_YOUR TASK_
Extract and reproduce these lines without any change, starting at the beginning of the records and ending at the line containing "box: [146, 0, 1046, 815]", with both of those lines included.
(Beginning of AVAILABLE RECORDS)
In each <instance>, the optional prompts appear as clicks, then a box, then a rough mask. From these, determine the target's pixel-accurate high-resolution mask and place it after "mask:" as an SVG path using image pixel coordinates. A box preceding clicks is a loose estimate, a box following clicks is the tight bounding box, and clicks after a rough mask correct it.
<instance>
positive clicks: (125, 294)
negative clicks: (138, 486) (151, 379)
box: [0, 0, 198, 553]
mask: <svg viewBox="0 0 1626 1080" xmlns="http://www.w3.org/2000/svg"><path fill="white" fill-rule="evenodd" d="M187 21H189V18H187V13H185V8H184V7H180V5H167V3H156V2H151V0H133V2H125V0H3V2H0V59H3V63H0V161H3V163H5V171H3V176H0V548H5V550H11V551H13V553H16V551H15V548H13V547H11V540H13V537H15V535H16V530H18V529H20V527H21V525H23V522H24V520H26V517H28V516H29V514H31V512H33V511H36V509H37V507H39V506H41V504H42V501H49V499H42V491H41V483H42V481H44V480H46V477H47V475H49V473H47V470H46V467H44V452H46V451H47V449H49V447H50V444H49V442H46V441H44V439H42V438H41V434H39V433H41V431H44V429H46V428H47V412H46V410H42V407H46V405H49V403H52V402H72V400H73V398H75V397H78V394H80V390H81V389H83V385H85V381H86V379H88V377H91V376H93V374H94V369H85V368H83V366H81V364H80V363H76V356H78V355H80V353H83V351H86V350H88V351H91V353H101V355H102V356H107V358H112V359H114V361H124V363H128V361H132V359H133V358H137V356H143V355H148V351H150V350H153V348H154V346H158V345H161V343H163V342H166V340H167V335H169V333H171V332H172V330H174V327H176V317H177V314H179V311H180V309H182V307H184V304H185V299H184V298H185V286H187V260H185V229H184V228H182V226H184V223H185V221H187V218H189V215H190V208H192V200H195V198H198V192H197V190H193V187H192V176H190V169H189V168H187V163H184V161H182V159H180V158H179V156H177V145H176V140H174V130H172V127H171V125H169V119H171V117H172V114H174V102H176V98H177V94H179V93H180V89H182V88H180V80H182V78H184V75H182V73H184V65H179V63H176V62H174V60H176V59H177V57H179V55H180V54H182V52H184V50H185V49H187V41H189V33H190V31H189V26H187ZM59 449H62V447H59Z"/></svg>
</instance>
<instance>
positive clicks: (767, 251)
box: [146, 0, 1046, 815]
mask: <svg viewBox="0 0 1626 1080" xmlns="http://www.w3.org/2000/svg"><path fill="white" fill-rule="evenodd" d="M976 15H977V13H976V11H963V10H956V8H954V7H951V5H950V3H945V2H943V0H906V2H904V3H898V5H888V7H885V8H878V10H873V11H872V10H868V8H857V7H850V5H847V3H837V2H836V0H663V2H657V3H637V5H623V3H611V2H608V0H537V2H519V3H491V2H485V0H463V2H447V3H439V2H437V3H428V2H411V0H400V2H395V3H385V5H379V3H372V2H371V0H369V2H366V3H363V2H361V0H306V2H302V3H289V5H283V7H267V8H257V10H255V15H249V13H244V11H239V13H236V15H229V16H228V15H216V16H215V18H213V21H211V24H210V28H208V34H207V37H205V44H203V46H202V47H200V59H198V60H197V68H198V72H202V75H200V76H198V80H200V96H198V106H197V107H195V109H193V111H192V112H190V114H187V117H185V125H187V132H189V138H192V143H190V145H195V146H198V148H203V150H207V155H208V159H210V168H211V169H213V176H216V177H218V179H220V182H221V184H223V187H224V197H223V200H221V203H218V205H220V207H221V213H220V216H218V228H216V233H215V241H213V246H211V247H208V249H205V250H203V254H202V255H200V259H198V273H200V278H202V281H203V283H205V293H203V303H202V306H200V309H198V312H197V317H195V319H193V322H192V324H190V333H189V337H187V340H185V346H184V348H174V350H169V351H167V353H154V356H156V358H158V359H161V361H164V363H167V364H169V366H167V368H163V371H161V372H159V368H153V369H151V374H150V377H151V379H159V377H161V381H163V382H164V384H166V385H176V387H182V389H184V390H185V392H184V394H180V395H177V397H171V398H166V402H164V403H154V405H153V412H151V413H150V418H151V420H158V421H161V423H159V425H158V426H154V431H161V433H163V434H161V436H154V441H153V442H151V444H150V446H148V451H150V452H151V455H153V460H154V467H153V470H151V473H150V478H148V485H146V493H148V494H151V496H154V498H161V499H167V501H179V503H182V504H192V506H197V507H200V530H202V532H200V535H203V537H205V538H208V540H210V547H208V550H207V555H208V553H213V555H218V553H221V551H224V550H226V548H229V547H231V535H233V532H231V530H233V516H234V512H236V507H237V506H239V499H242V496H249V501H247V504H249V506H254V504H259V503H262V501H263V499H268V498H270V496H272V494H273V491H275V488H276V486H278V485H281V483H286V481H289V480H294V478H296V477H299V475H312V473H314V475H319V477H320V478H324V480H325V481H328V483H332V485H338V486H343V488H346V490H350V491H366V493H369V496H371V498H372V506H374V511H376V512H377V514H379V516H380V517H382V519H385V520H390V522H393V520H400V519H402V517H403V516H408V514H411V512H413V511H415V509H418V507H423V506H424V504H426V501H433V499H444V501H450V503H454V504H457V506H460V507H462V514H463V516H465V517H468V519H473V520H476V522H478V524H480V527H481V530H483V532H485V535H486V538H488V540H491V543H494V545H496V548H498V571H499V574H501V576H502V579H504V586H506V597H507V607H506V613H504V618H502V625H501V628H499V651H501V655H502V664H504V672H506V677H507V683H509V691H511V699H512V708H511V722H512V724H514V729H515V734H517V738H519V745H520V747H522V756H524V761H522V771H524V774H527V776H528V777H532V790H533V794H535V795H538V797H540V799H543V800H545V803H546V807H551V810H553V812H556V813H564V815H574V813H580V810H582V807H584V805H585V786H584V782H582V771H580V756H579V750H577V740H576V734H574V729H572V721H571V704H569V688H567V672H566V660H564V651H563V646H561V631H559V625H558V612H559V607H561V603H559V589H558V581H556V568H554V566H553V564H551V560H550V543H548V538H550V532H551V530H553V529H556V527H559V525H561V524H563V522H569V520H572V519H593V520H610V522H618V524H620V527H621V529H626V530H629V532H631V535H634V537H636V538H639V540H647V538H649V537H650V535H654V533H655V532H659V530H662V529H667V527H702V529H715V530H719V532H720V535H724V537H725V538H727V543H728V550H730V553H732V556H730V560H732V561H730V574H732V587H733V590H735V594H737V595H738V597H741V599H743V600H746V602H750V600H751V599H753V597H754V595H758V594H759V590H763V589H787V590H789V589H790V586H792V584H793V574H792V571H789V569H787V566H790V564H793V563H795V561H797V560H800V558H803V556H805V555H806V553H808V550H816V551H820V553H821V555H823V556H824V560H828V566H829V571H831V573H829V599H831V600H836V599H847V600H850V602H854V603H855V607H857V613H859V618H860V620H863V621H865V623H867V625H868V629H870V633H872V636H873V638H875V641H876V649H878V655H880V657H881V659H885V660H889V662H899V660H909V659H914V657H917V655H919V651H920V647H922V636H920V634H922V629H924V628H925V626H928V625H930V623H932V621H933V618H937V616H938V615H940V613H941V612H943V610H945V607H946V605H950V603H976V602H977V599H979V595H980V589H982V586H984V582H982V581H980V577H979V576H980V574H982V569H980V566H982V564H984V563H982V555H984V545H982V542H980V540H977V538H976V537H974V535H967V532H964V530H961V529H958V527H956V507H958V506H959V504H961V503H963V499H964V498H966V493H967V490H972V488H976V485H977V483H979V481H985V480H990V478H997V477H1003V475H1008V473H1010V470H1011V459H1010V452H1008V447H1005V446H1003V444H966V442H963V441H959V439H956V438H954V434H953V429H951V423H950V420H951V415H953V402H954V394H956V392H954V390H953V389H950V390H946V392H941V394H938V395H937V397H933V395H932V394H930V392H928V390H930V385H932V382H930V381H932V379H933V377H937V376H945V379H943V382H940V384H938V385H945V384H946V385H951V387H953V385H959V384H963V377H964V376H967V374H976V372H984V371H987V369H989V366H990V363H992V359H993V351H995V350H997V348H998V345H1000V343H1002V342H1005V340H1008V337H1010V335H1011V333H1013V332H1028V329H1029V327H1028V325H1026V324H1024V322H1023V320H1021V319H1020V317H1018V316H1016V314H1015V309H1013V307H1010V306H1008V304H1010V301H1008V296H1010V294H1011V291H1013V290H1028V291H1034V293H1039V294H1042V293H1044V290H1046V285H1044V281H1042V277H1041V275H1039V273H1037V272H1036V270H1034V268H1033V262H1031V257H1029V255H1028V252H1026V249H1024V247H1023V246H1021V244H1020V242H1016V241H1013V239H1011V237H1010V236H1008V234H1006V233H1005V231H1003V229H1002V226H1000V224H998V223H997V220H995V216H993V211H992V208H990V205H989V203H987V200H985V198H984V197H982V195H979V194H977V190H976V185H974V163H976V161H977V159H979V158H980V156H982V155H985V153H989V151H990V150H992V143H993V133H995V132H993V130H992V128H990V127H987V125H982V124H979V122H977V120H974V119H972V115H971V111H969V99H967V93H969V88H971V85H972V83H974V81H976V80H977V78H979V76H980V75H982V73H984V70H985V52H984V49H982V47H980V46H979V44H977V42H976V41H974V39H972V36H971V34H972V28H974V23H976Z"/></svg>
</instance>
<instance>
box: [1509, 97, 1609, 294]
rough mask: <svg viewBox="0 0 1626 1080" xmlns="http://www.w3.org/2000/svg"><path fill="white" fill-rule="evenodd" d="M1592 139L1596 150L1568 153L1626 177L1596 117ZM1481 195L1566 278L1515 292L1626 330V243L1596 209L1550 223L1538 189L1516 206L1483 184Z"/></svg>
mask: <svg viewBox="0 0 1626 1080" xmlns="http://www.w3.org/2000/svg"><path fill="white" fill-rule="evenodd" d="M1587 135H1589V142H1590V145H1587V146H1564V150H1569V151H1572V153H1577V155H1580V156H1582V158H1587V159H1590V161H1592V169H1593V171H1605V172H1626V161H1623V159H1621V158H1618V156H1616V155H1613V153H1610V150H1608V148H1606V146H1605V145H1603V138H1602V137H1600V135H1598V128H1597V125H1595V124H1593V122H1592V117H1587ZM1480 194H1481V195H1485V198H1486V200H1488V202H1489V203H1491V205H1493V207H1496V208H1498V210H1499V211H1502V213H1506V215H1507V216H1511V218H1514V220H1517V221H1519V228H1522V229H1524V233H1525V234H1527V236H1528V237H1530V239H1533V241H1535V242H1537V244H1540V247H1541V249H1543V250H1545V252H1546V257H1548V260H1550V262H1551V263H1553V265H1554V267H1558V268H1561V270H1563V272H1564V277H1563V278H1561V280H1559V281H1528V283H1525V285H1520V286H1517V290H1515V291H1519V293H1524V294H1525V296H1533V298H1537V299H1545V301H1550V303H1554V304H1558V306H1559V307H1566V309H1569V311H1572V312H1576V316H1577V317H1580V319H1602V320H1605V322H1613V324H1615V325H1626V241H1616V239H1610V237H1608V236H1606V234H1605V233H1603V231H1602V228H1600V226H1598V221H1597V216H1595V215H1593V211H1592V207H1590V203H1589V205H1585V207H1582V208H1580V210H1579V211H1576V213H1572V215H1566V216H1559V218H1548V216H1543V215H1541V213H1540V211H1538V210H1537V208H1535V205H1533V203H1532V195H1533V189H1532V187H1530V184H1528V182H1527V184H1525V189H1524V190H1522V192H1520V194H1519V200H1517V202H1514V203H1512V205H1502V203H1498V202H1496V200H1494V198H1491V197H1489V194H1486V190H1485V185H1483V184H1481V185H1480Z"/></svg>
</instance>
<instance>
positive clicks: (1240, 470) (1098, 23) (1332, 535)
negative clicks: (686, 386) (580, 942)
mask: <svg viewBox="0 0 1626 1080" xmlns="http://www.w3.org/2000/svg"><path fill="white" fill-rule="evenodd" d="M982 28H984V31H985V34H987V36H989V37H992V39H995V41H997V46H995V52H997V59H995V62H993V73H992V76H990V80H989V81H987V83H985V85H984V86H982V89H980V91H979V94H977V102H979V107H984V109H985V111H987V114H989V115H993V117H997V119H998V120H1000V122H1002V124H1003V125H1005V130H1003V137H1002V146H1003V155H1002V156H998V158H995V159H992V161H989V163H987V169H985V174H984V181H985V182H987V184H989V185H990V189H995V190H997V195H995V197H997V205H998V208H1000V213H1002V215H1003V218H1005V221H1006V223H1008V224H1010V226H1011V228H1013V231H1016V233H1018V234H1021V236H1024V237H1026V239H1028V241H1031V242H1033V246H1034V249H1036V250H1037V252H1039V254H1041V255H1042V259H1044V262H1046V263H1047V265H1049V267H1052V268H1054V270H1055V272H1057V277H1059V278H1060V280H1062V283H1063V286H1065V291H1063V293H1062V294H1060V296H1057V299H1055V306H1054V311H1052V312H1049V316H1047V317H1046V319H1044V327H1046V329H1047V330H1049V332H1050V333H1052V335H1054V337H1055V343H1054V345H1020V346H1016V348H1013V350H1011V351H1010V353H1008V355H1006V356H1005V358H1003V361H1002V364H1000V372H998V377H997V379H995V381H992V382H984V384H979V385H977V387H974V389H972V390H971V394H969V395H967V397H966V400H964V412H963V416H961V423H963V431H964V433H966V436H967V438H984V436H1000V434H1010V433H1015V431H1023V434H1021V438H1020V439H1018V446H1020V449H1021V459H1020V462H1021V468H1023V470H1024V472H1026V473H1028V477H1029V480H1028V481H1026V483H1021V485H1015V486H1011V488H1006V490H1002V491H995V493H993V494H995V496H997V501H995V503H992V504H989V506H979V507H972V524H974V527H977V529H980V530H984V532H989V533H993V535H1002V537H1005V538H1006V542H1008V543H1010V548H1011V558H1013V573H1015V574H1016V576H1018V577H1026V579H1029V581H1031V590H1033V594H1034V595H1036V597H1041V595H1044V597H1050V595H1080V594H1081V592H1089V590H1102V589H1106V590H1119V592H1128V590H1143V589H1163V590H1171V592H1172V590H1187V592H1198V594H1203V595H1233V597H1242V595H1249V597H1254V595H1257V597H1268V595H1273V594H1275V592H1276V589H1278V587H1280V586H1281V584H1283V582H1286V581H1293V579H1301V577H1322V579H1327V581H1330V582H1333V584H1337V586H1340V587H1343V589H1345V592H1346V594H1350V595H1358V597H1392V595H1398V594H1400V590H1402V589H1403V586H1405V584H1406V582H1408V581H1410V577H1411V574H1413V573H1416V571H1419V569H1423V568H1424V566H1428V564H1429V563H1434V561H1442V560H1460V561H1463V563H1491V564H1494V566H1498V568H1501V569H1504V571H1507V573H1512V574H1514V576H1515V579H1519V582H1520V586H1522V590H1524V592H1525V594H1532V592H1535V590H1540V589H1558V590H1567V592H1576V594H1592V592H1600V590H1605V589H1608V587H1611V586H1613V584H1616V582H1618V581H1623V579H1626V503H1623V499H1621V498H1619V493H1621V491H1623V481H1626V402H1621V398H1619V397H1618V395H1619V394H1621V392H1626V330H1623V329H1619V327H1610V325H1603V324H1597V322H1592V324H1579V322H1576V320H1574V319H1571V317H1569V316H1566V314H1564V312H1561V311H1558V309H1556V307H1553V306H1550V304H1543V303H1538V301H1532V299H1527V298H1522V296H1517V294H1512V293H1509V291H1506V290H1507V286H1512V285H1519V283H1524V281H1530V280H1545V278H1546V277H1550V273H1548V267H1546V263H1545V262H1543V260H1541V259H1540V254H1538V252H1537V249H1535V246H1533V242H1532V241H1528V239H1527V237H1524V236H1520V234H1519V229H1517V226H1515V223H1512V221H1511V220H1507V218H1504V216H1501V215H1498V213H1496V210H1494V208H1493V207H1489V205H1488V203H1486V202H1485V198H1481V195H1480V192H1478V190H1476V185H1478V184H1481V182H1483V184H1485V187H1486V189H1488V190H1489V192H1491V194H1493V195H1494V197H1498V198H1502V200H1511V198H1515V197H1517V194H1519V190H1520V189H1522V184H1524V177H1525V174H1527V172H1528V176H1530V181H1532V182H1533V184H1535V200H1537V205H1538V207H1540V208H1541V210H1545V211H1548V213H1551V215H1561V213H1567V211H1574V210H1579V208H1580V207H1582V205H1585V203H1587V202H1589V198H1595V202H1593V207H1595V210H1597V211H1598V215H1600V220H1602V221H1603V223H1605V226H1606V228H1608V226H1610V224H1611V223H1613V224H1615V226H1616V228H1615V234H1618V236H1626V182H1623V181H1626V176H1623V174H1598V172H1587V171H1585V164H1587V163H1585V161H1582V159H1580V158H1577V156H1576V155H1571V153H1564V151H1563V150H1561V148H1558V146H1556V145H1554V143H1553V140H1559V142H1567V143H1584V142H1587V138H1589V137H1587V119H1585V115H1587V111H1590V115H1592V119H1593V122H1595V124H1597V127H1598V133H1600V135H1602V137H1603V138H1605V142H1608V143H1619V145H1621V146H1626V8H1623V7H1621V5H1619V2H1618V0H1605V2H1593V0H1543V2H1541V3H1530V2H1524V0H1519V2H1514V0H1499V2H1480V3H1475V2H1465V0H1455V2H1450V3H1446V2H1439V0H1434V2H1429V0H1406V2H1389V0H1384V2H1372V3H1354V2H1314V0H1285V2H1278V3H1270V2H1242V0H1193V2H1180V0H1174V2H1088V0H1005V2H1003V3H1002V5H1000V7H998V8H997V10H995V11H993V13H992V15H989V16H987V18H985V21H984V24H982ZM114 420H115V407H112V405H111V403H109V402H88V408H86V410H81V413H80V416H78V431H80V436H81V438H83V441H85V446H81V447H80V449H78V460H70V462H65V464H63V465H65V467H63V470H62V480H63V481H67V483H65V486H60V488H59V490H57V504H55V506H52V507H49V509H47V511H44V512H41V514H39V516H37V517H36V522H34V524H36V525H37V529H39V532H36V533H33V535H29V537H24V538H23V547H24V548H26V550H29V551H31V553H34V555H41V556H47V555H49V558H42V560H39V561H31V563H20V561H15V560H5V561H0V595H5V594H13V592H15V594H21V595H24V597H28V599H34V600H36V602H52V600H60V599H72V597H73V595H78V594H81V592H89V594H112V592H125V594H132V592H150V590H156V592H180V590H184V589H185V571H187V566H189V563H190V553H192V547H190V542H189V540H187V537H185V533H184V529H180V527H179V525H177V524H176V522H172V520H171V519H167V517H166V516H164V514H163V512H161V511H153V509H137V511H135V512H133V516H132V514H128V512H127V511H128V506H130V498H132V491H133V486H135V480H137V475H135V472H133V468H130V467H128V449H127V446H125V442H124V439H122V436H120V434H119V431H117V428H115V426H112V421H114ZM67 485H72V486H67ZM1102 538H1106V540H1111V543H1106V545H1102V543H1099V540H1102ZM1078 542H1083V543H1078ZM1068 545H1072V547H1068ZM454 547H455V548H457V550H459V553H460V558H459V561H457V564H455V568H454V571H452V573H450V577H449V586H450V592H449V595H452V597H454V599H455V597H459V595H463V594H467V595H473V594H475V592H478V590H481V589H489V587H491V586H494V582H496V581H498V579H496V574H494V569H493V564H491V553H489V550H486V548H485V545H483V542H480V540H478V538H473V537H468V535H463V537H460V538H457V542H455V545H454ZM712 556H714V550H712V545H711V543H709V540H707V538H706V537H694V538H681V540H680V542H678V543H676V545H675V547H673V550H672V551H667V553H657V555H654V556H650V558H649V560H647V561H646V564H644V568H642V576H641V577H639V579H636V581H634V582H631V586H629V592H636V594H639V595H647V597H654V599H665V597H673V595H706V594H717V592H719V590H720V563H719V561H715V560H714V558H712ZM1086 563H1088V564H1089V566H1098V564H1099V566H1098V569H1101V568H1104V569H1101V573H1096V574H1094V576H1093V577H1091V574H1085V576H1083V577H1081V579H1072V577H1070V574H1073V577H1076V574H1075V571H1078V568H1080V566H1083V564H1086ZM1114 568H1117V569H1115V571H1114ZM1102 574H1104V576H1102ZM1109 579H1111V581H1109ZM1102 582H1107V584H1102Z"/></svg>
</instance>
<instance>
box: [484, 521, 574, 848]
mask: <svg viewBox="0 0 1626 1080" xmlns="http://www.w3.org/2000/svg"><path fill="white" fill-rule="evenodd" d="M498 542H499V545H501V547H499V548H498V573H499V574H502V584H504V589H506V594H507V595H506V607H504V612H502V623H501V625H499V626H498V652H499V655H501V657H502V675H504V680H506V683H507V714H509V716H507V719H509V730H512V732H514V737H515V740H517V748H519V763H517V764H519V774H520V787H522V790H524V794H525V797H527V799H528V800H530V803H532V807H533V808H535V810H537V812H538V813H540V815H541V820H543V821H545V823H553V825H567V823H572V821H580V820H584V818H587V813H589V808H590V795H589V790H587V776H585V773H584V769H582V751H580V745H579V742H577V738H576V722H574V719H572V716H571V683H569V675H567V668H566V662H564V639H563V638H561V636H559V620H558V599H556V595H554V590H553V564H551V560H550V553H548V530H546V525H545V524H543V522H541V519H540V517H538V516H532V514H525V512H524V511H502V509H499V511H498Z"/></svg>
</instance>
(End of AVAILABLE RECORDS)
_ANSWER SECTION_
In each <instance>, the optional prompts appear as clicks, then a box, then a rough mask. From these, determine the target's pixel-accurate high-resolution mask and place it after "mask:" as an SVG path using image pixel coordinates. A box preceding clicks is a loose estimate, a box following clicks is the tight bounding box, and clicks after a rough mask correct it.
<instance>
positive clicks: (125, 294)
negative clicks: (138, 486) (151, 379)
box: [0, 0, 198, 553]
mask: <svg viewBox="0 0 1626 1080" xmlns="http://www.w3.org/2000/svg"><path fill="white" fill-rule="evenodd" d="M187 21H189V18H187V13H185V8H184V7H180V5H167V3H156V2H151V0H133V2H125V0H3V2H0V59H3V63H0V161H3V163H5V171H3V176H0V548H5V550H11V551H13V553H16V551H15V548H13V547H11V540H13V537H15V535H16V530H18V529H20V527H21V525H23V522H24V520H26V517H28V516H29V514H31V512H33V511H36V509H37V507H39V506H41V504H42V501H49V499H42V491H41V483H42V481H44V480H46V477H47V475H49V473H47V470H46V467H44V452H46V451H47V449H49V447H50V444H49V442H46V441H44V439H42V438H41V434H39V433H41V431H44V429H46V428H47V412H46V410H42V407H46V405H49V403H52V402H72V400H73V398H75V397H78V394H80V390H81V389H83V385H85V381H86V379H88V377H91V376H93V374H94V369H85V368H83V366H81V364H80V363H76V356H78V355H80V353H83V351H86V350H88V351H91V353H101V355H102V356H107V358H112V359H114V361H124V363H128V361H132V359H133V358H137V356H143V355H148V351H150V350H153V348H154V346H158V345H161V343H163V342H166V340H167V335H169V333H171V332H172V330H174V327H176V317H177V314H179V311H180V309H182V307H184V304H185V299H184V298H185V286H187V260H185V229H184V228H182V226H184V223H185V221H187V218H189V215H190V208H192V200H195V198H198V192H197V190H193V187H192V176H190V169H189V168H187V163H184V161H182V159H180V158H179V156H177V145H176V140H174V130H172V127H171V125H169V119H171V117H172V114H174V102H176V98H177V94H179V93H180V89H182V88H180V80H182V78H184V75H182V73H184V65H179V63H176V62H174V60H176V59H177V57H179V55H180V54H182V52H184V50H185V49H187V41H189V33H190V31H189V26H187ZM59 449H62V447H59Z"/></svg>
</instance>
<instance>
positive clicks: (767, 251)
box: [146, 0, 1046, 815]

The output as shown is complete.